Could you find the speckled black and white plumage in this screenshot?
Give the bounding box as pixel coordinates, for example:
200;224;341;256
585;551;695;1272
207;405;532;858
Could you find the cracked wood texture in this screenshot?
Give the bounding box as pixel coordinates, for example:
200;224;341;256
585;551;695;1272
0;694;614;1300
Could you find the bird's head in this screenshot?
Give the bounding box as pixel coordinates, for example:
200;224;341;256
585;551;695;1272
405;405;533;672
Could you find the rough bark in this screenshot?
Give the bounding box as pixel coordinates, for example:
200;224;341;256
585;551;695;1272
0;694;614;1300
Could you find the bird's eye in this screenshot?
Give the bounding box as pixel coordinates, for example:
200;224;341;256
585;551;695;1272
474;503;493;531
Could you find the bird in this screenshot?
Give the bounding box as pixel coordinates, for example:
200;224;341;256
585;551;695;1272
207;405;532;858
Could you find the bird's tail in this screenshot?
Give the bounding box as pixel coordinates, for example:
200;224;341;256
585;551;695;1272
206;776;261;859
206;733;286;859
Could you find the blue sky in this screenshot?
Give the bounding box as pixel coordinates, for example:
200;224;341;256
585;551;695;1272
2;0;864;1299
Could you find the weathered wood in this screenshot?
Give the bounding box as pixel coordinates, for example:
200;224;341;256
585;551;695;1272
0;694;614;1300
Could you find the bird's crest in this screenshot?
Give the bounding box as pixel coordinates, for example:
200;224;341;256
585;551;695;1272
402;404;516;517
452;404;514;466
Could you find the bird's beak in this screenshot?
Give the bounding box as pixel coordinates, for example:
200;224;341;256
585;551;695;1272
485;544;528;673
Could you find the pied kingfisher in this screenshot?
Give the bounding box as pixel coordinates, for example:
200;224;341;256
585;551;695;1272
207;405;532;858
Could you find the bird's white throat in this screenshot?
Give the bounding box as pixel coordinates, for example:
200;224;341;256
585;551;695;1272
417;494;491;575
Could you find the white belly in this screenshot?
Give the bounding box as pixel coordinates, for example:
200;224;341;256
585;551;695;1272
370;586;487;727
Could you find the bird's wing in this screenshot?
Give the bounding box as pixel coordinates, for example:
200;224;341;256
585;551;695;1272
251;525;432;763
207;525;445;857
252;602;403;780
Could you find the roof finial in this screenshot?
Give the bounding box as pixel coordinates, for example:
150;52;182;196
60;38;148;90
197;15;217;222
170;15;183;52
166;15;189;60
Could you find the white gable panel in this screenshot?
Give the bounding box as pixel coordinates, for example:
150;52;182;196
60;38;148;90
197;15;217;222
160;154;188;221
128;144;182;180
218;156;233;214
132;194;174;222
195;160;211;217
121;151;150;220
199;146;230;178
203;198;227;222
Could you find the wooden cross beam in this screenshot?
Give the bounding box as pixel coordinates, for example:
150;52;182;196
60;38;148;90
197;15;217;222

———

* WORK INSTRUCTIONS:
A line counts if it holds the word "white". How many lines of the entries count? Give the number only.

* TASK SOLUTION:
4